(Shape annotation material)
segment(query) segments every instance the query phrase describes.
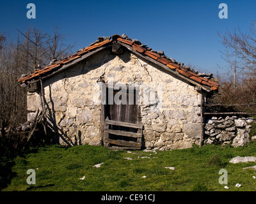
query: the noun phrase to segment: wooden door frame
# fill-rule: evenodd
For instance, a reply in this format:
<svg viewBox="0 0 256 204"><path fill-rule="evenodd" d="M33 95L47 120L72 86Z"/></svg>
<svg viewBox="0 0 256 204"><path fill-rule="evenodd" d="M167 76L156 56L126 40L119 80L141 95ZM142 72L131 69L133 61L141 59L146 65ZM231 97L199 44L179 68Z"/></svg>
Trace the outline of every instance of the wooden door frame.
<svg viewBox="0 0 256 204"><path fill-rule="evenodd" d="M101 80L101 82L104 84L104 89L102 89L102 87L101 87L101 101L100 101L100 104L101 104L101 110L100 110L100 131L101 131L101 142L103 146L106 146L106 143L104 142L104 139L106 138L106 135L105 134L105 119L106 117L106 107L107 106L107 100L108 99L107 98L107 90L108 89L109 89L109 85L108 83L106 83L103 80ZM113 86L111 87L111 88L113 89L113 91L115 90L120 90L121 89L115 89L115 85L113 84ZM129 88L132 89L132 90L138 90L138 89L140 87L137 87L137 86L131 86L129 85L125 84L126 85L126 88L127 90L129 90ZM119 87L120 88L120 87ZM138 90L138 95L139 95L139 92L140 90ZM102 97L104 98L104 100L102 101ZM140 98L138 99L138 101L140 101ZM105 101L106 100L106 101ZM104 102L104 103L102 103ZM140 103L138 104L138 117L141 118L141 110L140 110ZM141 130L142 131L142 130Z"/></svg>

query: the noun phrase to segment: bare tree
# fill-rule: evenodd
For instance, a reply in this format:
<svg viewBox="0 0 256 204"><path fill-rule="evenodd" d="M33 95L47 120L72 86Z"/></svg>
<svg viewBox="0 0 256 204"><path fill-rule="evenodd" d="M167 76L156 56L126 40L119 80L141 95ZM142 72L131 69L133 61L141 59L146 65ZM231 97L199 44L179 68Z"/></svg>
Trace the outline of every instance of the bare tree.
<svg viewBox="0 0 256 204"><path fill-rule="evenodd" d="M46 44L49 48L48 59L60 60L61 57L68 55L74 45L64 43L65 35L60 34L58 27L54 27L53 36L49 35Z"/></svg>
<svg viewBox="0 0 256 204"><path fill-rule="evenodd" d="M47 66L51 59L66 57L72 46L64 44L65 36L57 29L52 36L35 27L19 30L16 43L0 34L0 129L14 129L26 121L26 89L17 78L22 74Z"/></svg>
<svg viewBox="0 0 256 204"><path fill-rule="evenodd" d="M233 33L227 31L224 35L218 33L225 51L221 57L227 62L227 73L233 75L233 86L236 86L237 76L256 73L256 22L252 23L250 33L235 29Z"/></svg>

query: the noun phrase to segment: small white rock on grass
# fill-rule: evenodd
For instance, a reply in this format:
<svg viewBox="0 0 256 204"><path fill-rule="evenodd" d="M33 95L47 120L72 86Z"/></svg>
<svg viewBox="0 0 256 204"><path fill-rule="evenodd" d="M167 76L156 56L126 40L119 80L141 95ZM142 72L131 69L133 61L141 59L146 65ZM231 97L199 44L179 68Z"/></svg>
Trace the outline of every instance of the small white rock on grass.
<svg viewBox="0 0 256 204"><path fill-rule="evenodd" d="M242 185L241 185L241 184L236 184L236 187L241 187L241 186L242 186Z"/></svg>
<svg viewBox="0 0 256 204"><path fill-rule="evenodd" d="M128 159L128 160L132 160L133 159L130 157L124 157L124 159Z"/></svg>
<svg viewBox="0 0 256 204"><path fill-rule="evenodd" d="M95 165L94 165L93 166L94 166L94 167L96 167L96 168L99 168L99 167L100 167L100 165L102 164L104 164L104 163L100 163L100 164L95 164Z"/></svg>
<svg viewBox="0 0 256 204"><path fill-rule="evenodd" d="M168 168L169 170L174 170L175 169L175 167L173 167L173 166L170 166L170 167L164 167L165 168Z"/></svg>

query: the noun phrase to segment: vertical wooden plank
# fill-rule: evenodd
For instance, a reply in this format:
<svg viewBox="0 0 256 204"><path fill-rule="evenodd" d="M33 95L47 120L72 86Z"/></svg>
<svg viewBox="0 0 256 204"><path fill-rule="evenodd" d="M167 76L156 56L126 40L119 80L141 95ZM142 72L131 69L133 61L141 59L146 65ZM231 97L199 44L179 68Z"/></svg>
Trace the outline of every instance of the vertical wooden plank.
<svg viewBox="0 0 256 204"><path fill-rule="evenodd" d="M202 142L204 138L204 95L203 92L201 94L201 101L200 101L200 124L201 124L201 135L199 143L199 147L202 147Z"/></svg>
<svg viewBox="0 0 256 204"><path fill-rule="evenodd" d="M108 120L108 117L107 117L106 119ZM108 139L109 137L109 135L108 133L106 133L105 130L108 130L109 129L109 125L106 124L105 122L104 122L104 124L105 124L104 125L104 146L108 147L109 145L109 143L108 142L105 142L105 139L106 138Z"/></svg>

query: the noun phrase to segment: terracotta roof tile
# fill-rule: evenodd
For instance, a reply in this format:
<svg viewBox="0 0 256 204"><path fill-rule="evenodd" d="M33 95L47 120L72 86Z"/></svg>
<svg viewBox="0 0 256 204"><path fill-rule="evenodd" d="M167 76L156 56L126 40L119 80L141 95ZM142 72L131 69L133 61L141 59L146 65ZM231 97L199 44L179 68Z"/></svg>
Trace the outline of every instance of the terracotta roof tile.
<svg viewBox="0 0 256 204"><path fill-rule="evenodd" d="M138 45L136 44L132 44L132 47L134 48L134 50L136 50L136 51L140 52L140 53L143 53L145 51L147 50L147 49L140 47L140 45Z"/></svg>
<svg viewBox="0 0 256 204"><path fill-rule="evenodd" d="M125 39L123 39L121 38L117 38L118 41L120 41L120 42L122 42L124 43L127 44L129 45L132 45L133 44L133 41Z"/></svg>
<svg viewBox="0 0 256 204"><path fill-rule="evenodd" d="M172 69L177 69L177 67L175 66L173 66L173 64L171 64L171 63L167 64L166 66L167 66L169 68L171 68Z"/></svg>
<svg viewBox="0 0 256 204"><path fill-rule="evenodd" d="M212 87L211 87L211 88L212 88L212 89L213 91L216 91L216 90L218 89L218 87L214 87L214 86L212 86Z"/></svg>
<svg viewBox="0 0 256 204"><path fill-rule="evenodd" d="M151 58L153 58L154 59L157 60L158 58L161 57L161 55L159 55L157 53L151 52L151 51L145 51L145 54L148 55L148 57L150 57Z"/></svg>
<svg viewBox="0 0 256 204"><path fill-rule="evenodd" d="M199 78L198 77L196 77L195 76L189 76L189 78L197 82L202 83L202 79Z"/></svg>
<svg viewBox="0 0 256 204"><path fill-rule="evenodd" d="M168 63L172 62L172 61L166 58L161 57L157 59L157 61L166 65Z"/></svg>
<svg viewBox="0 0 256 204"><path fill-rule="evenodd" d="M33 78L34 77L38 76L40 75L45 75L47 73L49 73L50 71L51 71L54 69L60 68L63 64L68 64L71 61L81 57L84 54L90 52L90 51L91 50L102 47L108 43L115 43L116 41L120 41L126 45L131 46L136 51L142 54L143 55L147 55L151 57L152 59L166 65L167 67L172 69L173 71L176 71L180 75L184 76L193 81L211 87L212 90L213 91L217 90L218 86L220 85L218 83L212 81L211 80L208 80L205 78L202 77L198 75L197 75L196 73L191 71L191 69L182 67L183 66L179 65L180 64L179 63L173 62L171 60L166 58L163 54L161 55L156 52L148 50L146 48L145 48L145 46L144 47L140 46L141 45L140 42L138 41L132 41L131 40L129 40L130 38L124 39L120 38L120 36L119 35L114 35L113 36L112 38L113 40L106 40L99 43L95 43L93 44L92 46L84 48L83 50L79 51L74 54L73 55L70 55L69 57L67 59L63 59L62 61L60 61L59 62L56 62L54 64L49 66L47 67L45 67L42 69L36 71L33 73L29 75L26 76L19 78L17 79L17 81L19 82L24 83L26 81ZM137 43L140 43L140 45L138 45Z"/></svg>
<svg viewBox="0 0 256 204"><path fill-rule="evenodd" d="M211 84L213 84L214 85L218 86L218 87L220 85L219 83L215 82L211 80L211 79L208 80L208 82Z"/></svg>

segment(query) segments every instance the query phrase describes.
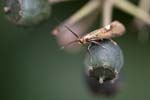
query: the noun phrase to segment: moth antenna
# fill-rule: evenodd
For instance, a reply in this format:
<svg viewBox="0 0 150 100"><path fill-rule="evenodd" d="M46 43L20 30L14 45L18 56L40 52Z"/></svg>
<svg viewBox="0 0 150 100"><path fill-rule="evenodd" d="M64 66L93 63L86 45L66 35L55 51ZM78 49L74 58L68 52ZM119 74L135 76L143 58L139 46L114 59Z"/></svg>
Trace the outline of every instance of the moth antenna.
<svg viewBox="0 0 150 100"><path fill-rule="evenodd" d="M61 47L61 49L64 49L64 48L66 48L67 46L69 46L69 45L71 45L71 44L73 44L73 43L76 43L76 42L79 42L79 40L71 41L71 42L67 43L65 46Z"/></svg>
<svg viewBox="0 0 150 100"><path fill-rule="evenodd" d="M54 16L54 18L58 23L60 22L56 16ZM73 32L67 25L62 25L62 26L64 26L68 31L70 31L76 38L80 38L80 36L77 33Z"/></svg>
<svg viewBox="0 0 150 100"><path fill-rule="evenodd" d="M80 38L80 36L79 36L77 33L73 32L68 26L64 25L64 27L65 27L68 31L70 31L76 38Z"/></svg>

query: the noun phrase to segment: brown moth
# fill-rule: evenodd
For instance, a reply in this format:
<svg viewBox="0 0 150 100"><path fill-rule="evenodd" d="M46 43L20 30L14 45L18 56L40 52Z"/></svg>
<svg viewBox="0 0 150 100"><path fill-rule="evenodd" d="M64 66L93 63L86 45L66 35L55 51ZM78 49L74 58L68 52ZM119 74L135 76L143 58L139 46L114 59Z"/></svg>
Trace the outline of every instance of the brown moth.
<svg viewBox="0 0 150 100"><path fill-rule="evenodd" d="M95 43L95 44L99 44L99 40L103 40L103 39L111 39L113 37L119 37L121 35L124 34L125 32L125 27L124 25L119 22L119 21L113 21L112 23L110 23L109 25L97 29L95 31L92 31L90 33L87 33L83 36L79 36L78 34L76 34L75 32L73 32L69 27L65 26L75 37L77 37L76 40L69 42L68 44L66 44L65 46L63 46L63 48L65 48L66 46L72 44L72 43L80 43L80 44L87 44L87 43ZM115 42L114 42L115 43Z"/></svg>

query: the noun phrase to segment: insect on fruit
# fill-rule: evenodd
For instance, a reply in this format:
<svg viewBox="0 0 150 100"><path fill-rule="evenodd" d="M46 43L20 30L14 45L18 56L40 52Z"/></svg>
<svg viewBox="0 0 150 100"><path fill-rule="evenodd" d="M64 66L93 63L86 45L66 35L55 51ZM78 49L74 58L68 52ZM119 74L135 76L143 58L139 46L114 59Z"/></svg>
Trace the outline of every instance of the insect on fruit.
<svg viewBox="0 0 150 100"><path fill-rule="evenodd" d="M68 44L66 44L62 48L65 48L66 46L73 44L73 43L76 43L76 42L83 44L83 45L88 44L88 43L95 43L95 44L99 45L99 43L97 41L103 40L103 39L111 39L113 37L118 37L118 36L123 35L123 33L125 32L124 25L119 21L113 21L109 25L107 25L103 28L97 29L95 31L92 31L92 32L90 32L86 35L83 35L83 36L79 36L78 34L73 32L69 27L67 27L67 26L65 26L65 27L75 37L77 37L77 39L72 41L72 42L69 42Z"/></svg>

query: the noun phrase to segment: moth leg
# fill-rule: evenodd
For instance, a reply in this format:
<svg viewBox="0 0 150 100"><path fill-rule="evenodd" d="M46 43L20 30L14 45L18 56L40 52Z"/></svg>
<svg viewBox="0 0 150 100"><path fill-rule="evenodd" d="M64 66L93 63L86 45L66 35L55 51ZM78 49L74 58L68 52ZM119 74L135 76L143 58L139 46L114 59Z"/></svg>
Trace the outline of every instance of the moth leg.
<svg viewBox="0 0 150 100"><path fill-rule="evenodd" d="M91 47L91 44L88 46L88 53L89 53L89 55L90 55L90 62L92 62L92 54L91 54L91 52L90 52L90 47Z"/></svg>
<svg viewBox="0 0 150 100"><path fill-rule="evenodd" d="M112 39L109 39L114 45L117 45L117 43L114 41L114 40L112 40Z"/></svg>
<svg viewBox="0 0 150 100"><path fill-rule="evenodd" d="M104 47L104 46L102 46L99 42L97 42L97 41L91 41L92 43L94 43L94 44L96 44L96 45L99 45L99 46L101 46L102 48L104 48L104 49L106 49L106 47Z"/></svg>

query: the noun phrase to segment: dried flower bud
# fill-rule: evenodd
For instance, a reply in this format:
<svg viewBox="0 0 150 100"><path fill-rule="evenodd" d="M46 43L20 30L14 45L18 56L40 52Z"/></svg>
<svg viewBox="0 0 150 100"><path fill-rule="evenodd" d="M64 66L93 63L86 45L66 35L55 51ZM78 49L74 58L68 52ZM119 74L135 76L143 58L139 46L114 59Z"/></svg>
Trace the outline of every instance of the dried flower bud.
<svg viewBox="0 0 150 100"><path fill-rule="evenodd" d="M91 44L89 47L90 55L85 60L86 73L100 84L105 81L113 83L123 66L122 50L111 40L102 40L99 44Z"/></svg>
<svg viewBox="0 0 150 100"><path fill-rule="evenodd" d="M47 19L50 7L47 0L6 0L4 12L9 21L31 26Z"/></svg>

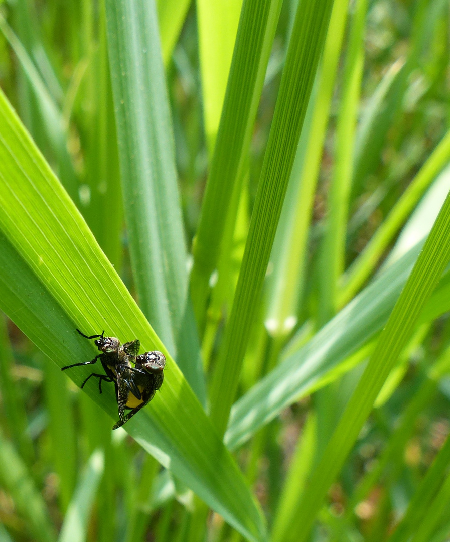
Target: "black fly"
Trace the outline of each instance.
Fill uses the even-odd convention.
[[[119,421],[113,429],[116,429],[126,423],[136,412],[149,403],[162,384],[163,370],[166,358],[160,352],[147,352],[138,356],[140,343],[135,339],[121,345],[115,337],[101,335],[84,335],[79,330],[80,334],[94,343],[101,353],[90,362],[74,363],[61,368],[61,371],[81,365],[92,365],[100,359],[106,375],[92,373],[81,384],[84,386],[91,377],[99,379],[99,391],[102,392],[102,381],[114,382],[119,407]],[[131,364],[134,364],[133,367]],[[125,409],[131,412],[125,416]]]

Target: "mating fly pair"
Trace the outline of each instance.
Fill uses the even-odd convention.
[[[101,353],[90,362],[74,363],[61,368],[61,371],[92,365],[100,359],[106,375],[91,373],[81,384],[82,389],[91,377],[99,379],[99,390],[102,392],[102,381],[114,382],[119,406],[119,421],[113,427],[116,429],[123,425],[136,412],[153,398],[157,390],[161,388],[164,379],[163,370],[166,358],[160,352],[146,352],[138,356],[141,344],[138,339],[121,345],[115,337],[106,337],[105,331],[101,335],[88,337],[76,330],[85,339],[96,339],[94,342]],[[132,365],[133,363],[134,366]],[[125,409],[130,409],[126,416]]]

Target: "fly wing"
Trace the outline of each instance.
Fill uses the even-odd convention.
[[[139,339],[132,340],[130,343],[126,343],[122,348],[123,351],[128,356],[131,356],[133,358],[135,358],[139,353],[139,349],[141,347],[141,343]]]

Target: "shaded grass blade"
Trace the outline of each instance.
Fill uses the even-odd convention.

EXERCISE BRIEF — Return the lines of the material from its start through the line containing "Trace the outline of every instance of the wooden", both ends included, without changing them. Leave the pictures out of your answer.

SOLUTION —
segment(query) segments every instance the query phrase describes.
query: the noun phrase to segment: wooden door frame
# fill-rule: evenodd
For instance, a reply in this format:
<svg viewBox="0 0 256 204"><path fill-rule="evenodd" d="M33 95L47 120L72 86Z"/></svg>
<svg viewBox="0 0 256 204"><path fill-rule="evenodd" d="M167 76L156 56L126 40L119 80L141 95ZM142 72L131 69L133 61L141 59L146 65ZM231 97L199 44L179 68Z"/></svg>
Trace the outline of every instance of the wooden door frame.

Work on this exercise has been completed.